Excerpts from point annotation data
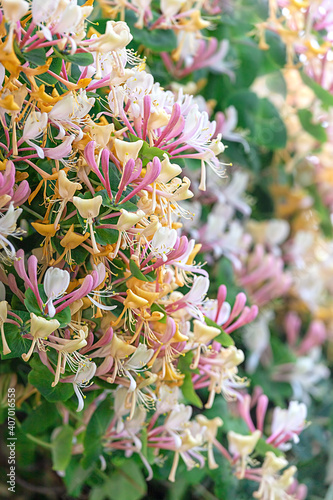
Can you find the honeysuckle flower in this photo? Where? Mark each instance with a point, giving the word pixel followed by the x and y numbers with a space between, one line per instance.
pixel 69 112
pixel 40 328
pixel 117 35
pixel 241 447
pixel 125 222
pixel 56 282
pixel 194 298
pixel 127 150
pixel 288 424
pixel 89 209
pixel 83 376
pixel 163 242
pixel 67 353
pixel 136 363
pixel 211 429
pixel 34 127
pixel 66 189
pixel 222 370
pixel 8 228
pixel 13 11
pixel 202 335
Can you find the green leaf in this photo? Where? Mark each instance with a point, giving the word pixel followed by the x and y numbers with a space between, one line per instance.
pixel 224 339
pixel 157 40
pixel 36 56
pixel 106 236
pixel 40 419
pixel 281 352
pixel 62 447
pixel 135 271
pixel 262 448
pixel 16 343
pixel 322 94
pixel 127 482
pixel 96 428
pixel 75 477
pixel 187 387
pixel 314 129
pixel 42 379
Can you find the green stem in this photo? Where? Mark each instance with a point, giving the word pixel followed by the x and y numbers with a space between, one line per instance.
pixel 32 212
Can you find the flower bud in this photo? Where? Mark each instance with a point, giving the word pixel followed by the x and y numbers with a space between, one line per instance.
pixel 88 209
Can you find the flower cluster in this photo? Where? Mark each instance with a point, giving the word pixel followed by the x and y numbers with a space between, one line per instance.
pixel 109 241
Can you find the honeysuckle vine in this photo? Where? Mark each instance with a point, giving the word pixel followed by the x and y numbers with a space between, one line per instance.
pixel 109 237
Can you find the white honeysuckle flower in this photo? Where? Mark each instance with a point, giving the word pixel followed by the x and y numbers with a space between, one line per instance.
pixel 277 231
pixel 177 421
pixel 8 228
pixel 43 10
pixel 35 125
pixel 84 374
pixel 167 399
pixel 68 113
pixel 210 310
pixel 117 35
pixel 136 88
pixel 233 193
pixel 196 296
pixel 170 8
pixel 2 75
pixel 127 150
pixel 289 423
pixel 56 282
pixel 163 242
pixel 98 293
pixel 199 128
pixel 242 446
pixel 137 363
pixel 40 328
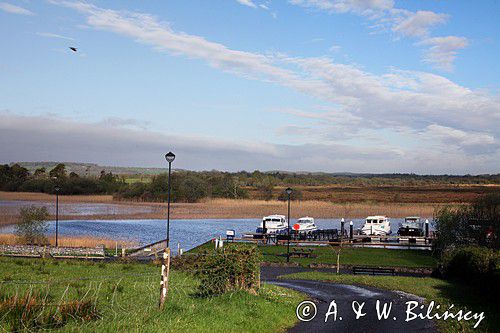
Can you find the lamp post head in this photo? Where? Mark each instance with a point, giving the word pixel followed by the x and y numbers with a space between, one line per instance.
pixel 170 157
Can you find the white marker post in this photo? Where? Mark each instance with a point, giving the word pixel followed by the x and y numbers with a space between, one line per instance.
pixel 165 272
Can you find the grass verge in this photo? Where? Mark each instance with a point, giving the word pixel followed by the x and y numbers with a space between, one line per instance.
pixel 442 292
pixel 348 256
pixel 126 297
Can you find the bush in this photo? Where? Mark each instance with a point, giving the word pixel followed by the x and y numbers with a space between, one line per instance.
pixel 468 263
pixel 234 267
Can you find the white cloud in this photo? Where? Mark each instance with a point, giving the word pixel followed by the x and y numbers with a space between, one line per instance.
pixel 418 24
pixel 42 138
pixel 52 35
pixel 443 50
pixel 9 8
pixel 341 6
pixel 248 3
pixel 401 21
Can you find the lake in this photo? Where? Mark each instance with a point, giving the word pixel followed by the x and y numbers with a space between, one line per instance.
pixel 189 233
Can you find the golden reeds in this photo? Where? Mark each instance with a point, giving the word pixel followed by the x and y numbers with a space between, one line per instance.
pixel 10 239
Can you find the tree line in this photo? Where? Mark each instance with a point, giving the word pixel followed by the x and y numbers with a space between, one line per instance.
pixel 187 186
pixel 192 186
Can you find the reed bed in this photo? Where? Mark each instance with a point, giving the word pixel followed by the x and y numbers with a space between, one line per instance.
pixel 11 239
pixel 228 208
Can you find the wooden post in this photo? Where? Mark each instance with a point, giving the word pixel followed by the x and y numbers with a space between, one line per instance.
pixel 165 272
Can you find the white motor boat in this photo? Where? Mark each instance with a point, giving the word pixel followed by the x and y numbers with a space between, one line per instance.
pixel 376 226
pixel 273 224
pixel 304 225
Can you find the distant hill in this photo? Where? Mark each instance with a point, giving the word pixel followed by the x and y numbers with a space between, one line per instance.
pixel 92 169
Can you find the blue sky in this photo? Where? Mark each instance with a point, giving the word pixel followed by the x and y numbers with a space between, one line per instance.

• [Problem requirements]: Put every line of the items above into a Markdown table with the columns "Row" and "Line," numbering each row and leaving out blank lines. Omit the pictures from the table.

• [Answer]:
| Row | Line |
|---|---|
| 1 | Can you find the honeysuckle flower in this photo? Where? Mark each instance with a point, giving the word pixel followed by the x and y numbers with a space between, one line per instance. |
| 2 | pixel 69 112 |
| 3 | pixel 40 328 |
| 4 | pixel 117 35 |
| 5 | pixel 241 447 |
| 6 | pixel 125 222 |
| 7 | pixel 56 282 |
| 8 | pixel 194 298 |
| 9 | pixel 127 150 |
| 10 | pixel 288 424 |
| 11 | pixel 89 209 |
| 12 | pixel 83 376 |
| 13 | pixel 163 242 |
| 14 | pixel 67 353 |
| 15 | pixel 136 363 |
| 16 | pixel 211 429 |
| 17 | pixel 34 127 |
| 18 | pixel 66 189 |
| 19 | pixel 222 370 |
| 20 | pixel 8 228 |
| 21 | pixel 13 11 |
| 22 | pixel 202 335 |
| 23 | Can you find the green leaf in this photo? Where? Mark each instance with a point, giving the word pixel followed by the x and y numbers with a space between, one line per instance. |
| 24 | pixel 224 339 |
| 25 | pixel 157 40 |
| 26 | pixel 36 56 |
| 27 | pixel 106 236 |
| 28 | pixel 40 419 |
| 29 | pixel 281 352 |
| 30 | pixel 62 447 |
| 31 | pixel 135 271 |
| 32 | pixel 262 448 |
| 33 | pixel 16 343 |
| 34 | pixel 322 94 |
| 35 | pixel 127 482 |
| 36 | pixel 96 428 |
| 37 | pixel 75 477 |
| 38 | pixel 187 387 |
| 39 | pixel 314 129 |
| 40 | pixel 42 379 |
| 41 | Can you find the green stem in this photo? Where? Mark each instance with a point, giving the word pixel followed by the x and y numbers with a space between, one line per instance. |
| 42 | pixel 32 212 |
| 43 | Can you find the flower bud in this photo? Where? Mark each instance with a point, giving the word pixel followed by the x and y numbers with a space between, one line per instance. |
| 44 | pixel 88 209 |
| 45 | Can you find the flower cluster in this photo? Where? Mark each instance with a point, giving the word pixel followed by the x and y numbers with a space between, one line per instance. |
| 46 | pixel 109 241 |
| 47 | Can you find the honeysuckle vine in this photo? Where? Mark each instance with a point, giving the word pixel followed by the x and y numbers with a space between, one line per instance. |
| 48 | pixel 109 237 |
| 49 | Can you find the white honeysuckle flower in this photo? Where? Mark each instance with a point, giving the word pixel followed by the x and y numbers with a space between, one line per instance. |
| 50 | pixel 277 231 |
| 51 | pixel 177 421 |
| 52 | pixel 8 228 |
| 53 | pixel 43 10 |
| 54 | pixel 35 125 |
| 55 | pixel 84 374 |
| 56 | pixel 167 399 |
| 57 | pixel 68 113 |
| 58 | pixel 210 310 |
| 59 | pixel 117 35 |
| 60 | pixel 136 88 |
| 61 | pixel 233 193 |
| 62 | pixel 196 296 |
| 63 | pixel 170 8 |
| 64 | pixel 2 75 |
| 65 | pixel 127 150 |
| 66 | pixel 289 423 |
| 67 | pixel 56 282 |
| 68 | pixel 163 242 |
| 69 | pixel 98 293 |
| 70 | pixel 199 128 |
| 71 | pixel 242 446 |
| 72 | pixel 137 363 |
| 73 | pixel 40 328 |
| 74 | Can you find the lamp post head in this photo? Where? Mark each instance with a point, giving the word pixel followed by the x and y numbers with a space between, one line per instance. |
| 75 | pixel 170 157 |
| 76 | Can you find the white marker post in this photo? Where? Mark each instance with a point, giving the word pixel followed by the x and y numbers with a space between, one line per instance. |
| 77 | pixel 165 272 |
| 78 | Can you find the grass verge in this photo? Where? Mark each instance with a point, giving the word pixel followed by the x and y numbers with a space between, one line per instance. |
| 79 | pixel 442 292 |
| 80 | pixel 348 256 |
| 81 | pixel 126 297 |
| 82 | Can you find the bush in this photo? Where? Mark each instance with a point, giving the word pixel followed by the x and y numbers with a space between, one line per instance. |
| 83 | pixel 468 263 |
| 84 | pixel 234 267 |
| 85 | Can you find the white cloud in this photo? Where? Mark each instance with a point, giving the word pixel followed by the x and y numbers with a space between, one line per instance. |
| 86 | pixel 418 24 |
| 87 | pixel 42 138 |
| 88 | pixel 52 35 |
| 89 | pixel 443 50 |
| 90 | pixel 9 8 |
| 91 | pixel 341 6 |
| 92 | pixel 248 3 |
| 93 | pixel 401 21 |
| 94 | Can you find the lake in this photo? Where? Mark each instance with a point, giving the word pixel followed by the x and y numbers with a space between, one line per instance. |
| 95 | pixel 189 233 |
| 96 | Can you find the golden reeds in this photo? Where? Mark each instance with a point, giving the word pixel followed by the x and y numbers with a space between, one line per instance. |
| 97 | pixel 10 239 |
| 98 | Can you find the tree line in this photo? Where? Mark each instance with a point, giving the word pixel followed by the x and y numbers with a space between, one line per instance. |
| 99 | pixel 187 186 |
| 100 | pixel 192 186 |
| 101 | Can you find the reed bed in this photo? Where? Mark each instance with a point, giving the word pixel followed by the x and y numbers with a space between, one line per instance. |
| 102 | pixel 11 239 |
| 103 | pixel 228 208 |
| 104 | Can you find the wooden post in this photo? Where? Mark each instance with a point, giving the word pixel followed by the x and y numbers with a space between, one line per instance. |
| 105 | pixel 165 272 |
| 106 | Can you find the white motor boat in this photo? Where? Mark each instance with a point, giving the word pixel followed by the x and y numbers with a space between, one line per instance. |
| 107 | pixel 376 226 |
| 108 | pixel 273 224 |
| 109 | pixel 304 225 |
| 110 | Can you find the distant hill in this photo? Where? Mark each instance with a point, giving the word pixel followed by the x and y numbers with a space between, one line per instance. |
| 111 | pixel 92 169 |
| 112 | Can you find the blue sky in this photo? Where? Mark each instance with a point, giving the word pixel followed by the x and y numbers with a space between, one line per instance. |